** Begin Text provided **

# Mustaine's Flipped Out



## avalancheMM (Jan 21, 2009)

Check out this story about Dave Mustaine, yikes!!

CANOE -- JAM! Music: Mustaine: Obama staged Batman murders

Regards


----------



## Intrepid (Oct 9, 2008)

I think the poll attached to that article sums it up nicely!




> Thank you for voting!
> 
> 
> 
> ...


----------



## mhammer (Nov 30, 2007)

You know, if one is going to comment on causes of deaths, I would think it is a prerequisite that one be actually able to spell the word "death".


----------



## Hamstrung (Sep 21, 2007)

I'd sooner believe that Obama put Mustaine up to that comment to show the political right in the U.S. as "bat shit crazy"!


----------



## GuitarsCanada (Dec 30, 2005)

Another idiot heard from


----------



## Robert1950 (Jan 21, 2006)

Actually, he wasn't bad in this...

[video=youtube;TwNIABdqBxY]http://www.youtube.com/watch?v=TwNIABdqBxY[/video]


----------



## cheezyridr (Jun 8, 2009)

spouting off that the murders are staged is pretty far fetched, i agree. 
but the part about america becoming like a nazi state? the writing's _been_ on the wall. and for quite a while. it's not going to happen, it is happening right now.


----------



## Rugburn (Jan 14, 2009)

If Randy Quaid was saying this stuff I'd be heartbroken, but this guy......who cares? Just my opinion of course


----------



## Guest (Aug 17, 2012)

So .. when's he goin' to 
share the bill with Nugent?


----------



## Petey D (Sep 8, 2011)

^ HA! Yeah, Poor old Dave's off his rocker. He's always been a bit of a political wingnut, not to mention his religious views are a little beyond staunch. Ted Nugent's not quite as nutty. He's certainly Romney's biggest music related supporter, but I don't think even the Nuge would go so far as to say Obama had those attacks staged. US politics..... :Shrug:


----------



## davetcan (Feb 27, 2006)

** End Text provided **
** Begin Raw data **

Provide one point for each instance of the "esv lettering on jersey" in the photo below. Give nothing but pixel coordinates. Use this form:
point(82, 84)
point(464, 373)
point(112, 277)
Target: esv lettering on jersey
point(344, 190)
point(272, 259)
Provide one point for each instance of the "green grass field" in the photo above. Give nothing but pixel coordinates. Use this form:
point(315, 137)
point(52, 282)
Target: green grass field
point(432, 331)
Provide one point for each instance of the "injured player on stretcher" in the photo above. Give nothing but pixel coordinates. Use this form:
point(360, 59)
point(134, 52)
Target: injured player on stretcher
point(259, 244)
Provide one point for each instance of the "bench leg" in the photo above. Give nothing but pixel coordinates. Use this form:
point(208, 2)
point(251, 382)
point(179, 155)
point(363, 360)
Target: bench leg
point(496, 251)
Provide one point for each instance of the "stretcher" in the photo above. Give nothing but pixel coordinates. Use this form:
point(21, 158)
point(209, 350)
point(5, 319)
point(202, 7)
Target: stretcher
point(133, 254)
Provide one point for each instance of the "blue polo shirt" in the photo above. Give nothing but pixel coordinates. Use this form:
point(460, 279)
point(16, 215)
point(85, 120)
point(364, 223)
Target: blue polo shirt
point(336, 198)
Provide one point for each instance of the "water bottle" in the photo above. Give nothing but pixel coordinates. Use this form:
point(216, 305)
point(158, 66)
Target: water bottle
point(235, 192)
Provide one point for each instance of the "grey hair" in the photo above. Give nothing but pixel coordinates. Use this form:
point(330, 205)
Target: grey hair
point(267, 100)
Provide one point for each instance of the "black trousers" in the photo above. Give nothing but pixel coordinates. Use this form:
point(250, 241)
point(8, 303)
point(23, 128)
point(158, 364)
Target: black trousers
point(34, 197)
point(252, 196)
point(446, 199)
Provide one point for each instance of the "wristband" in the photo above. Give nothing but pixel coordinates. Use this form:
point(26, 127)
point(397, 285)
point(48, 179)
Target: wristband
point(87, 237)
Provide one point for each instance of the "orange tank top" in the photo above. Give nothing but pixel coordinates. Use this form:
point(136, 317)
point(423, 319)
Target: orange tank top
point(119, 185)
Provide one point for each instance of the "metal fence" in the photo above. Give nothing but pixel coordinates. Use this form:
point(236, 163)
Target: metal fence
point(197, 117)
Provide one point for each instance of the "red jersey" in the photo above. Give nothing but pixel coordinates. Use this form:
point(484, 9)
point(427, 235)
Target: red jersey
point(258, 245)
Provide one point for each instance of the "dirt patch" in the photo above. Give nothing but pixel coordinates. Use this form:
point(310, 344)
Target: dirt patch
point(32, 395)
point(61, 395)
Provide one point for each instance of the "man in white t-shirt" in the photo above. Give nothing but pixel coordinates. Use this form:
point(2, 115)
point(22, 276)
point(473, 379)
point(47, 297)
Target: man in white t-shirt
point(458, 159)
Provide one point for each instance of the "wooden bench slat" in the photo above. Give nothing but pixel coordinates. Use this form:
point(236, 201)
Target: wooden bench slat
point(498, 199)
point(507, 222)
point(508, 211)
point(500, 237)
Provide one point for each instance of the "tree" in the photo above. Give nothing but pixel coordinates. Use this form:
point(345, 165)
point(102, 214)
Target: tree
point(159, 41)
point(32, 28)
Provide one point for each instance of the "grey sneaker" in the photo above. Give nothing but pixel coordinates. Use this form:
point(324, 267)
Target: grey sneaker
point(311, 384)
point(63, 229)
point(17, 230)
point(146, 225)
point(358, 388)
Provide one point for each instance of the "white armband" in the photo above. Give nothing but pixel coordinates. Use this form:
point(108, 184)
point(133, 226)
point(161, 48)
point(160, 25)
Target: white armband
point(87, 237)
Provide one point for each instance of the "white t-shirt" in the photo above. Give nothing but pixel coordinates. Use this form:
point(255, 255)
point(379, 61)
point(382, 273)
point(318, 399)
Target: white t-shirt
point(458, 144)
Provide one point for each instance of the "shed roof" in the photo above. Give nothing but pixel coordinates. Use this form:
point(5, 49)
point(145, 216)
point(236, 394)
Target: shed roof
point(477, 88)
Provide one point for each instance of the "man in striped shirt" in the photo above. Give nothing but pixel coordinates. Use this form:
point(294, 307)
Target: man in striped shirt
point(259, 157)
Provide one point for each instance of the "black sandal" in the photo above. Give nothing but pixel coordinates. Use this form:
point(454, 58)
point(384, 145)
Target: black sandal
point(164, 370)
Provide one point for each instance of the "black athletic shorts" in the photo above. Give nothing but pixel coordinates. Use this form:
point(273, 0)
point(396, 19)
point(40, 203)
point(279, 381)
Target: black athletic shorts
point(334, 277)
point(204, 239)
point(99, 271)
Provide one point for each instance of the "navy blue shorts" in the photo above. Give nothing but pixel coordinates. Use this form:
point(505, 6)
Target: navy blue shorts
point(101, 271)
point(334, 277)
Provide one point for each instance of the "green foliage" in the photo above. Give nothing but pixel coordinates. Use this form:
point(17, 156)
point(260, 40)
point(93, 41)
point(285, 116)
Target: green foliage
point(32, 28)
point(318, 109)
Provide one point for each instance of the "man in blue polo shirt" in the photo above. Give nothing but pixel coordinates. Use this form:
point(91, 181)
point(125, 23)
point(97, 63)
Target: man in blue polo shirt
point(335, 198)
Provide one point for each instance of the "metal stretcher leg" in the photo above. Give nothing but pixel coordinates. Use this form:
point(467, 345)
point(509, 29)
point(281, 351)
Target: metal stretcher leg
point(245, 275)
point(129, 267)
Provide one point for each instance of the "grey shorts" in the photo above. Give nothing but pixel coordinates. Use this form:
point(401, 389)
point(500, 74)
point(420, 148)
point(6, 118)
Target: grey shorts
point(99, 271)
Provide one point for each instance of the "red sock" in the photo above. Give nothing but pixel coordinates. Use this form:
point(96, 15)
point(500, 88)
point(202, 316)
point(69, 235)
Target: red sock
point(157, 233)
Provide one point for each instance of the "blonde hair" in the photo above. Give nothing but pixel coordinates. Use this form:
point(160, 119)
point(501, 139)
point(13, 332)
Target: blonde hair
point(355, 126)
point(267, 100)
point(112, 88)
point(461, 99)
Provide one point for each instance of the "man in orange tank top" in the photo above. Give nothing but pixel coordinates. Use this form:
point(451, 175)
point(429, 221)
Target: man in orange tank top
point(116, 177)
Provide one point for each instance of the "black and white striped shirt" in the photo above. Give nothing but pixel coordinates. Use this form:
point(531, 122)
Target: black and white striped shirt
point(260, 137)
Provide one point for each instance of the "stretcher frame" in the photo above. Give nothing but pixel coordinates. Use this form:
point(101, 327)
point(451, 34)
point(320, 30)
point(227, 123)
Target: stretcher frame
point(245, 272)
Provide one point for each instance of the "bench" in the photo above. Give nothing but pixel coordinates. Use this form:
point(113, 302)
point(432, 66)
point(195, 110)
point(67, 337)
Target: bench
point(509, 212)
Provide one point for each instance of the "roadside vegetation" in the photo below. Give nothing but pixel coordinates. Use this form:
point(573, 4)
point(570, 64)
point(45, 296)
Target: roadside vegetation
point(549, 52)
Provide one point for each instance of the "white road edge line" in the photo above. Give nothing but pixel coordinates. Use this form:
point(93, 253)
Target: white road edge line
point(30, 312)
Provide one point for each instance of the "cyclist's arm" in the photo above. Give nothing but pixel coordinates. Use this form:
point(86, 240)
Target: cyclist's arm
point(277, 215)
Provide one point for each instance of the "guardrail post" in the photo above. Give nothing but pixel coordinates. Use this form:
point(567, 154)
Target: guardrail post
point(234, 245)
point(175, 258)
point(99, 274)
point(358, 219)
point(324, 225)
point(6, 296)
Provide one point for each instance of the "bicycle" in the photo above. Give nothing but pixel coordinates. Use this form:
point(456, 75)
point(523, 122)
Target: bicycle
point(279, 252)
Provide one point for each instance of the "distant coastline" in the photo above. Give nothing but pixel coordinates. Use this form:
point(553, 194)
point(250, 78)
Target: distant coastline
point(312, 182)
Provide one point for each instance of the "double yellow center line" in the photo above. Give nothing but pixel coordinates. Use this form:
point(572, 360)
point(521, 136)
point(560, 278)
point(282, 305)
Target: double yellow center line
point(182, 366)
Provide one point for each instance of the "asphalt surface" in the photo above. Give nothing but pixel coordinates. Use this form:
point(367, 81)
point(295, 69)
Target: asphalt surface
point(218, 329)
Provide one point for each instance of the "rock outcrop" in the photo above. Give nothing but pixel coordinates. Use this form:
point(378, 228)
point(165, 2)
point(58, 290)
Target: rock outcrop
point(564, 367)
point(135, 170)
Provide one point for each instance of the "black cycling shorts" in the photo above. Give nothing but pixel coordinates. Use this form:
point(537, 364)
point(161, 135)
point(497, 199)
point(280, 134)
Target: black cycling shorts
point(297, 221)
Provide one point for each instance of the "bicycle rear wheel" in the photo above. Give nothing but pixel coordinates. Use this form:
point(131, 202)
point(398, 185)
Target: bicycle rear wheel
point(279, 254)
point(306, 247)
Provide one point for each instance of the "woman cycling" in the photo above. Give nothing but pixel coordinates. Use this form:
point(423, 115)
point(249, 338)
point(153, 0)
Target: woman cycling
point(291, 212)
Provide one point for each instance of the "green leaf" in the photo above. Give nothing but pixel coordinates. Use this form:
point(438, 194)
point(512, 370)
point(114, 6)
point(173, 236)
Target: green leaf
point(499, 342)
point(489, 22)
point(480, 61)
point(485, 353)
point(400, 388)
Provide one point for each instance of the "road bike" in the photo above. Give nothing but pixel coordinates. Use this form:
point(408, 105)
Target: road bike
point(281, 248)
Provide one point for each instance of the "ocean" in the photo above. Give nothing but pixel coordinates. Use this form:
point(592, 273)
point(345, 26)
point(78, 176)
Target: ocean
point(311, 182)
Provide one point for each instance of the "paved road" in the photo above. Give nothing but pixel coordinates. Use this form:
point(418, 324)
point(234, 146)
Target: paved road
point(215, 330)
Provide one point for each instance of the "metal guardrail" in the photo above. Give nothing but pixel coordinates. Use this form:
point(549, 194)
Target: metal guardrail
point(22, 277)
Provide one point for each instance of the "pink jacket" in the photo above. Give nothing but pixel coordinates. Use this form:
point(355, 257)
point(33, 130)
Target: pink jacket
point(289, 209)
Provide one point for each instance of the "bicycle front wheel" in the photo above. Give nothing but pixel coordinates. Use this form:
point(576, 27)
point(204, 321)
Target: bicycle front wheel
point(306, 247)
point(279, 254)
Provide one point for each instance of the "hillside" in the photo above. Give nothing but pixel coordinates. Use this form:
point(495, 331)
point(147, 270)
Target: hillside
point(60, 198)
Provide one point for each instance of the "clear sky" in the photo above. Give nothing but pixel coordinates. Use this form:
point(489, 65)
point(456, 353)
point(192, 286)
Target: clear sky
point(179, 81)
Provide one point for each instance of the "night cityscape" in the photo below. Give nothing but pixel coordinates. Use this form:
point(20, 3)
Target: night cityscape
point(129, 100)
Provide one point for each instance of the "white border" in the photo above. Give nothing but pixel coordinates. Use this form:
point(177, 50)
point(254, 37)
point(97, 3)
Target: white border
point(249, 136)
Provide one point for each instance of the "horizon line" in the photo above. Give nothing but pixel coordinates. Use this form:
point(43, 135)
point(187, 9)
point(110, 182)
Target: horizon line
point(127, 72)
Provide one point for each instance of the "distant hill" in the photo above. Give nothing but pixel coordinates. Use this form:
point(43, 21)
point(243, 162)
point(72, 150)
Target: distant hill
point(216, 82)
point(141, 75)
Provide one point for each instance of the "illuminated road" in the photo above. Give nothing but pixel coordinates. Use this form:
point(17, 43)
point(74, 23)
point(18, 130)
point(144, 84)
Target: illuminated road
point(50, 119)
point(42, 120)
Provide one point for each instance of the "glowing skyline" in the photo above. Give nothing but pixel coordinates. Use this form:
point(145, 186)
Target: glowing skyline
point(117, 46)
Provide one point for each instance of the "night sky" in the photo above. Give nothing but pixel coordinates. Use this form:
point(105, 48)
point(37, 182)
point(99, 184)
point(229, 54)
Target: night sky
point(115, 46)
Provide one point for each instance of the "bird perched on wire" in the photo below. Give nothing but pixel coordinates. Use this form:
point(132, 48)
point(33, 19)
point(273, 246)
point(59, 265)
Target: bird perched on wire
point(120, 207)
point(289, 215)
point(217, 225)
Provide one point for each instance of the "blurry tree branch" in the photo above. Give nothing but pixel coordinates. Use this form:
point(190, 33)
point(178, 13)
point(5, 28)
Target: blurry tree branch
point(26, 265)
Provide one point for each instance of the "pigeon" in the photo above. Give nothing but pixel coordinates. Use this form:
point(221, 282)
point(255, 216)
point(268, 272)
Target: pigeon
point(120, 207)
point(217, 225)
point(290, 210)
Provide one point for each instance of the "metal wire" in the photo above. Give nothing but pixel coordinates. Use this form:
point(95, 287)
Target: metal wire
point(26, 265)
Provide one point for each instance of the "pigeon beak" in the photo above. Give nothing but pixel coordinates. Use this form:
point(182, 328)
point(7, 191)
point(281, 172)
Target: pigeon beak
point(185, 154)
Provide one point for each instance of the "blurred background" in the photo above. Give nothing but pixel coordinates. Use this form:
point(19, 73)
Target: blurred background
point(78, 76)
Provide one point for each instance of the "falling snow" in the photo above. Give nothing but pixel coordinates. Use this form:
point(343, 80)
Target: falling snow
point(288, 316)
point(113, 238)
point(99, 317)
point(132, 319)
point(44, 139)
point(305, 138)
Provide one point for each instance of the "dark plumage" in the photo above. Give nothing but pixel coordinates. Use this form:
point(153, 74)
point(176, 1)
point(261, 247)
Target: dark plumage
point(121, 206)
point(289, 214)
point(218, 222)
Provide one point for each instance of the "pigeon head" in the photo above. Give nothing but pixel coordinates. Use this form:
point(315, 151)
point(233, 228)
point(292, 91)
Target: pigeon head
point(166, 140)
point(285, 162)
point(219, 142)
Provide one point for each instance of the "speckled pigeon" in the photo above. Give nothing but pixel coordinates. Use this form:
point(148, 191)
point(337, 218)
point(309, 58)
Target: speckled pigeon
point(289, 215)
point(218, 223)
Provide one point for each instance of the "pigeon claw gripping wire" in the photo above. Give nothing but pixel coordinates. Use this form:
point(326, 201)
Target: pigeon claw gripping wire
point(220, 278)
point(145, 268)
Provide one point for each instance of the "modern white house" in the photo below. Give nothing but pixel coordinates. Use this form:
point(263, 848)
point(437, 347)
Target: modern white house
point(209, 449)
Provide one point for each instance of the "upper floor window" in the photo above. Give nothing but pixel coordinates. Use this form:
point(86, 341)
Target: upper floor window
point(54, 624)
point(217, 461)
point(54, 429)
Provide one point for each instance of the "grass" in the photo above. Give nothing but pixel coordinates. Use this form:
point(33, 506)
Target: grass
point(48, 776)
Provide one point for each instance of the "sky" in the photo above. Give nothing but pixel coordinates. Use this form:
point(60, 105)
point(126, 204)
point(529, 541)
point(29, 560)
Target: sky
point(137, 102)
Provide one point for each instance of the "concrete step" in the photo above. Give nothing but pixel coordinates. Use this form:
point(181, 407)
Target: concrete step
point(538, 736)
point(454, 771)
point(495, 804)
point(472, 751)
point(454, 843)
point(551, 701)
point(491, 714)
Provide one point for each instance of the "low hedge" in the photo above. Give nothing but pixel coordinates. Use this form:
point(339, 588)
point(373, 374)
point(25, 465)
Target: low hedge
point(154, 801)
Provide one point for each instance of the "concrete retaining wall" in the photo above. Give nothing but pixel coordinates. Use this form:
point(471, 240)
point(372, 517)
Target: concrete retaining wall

** End Raw data **

Your tasks -
• a. In the Mustaine thread, change "for quite a while" to "for a long time" and give the passage between "but the part" and "happening right now.", inclusive.
• b. Continue the Mustaine thread from where it stops.

Outputs by task -
• a.
but the part about america becoming like a nazi state? the writing's _been_ on the wall. and for a long time. it's not going to happen, it is happening right now.

• b.
insert Twilite Zone theme music here ....


----------



## Robert1950 (Jan 21, 2006)

[video=youtube;z_Nq3xuHkgE]http://www.youtube.com/watch?v=z_Nq3xuHkgE[/video]


----------



## noman (Jul 24, 2006)

Needs the publicity. Even bad publicity is good publicity.


----------



## Roryfan (Apr 19, 2010)

Petey D said:


> Ted Nugent's not quite as nutty.


Wow! I didn't realize there was a whole 'nother level beyond The Nuge. 

Well, there's boil your bunny bat shit crazy, but that's got more of a scorned woman (excellent hot sauce BTW) component to it.


----------



## Roryfan (Apr 19, 2010)

The paranoia of the U.S. right never ceases to amaze me. I have a friend who resides in Indianapolis & his father-in-law was recently complaining that you no longer see a Clint Eastwood movie on TV anymore because "they aren't diverse enough". 

Maybe that's what happened? Instead of fixing the economy, Obama was too busy censoring the airwaves. But wait a minute....wouldn't that make him a Republican then?


----------



## cheezyridr (Jun 8, 2009)

you can't really judge the whole group by the rantings of dave mustaine. cool guitar player and all, but like any celebrity, his opinions are often pretty flaky. trivia note-he baptized a friend of mine in new york last year. dave is an ordained minister.


----------



## bluzfish (Mar 12, 2011)

His opinion holds no more weight than yours or mine or the ranting lunatic who sits down next to you on the bus. Just as he is free to speak his mind, so am I free to ignore him, laugh at him or engage him in a lively discussion... or just get off at the next stop...


----------



## Rugburn (Jan 14, 2009)

cheezyridr said:


> you can't really judge the whole group by the rantings of dave mustaine. cool guitar player and all, but like any celebrity, his opinions are often pretty flaky. trivia note-he baptized a friend of mine in new york last year. dave is an ordained minister.


Fair enough, but these extremists have a bad habit of insinuating themselves in positions of power that affect people's lives beyond the borders of the United States. I mean are his opinions any wierder than some of the flakier Tea Party types. That's probably a little too political, but musicians say the damndest things. Cheers


----------



## cheezyridr (Jun 8, 2009)

Rugburn said:


> but musicians say the damndest things. Cheers


true, and hollywood types as well.


----------



## Roryfan (Apr 19, 2010)

Rugburn said:


> cheezyridr said:
> 
> 
> > you can't really judge the whole group by the rantings of dave mustaine. cool guitar player and all, but like any celebrity, his opinions are often pretty flaky. trivia note-he baptized a friend of mine in new york last year. dave is an ordained minister.
> ...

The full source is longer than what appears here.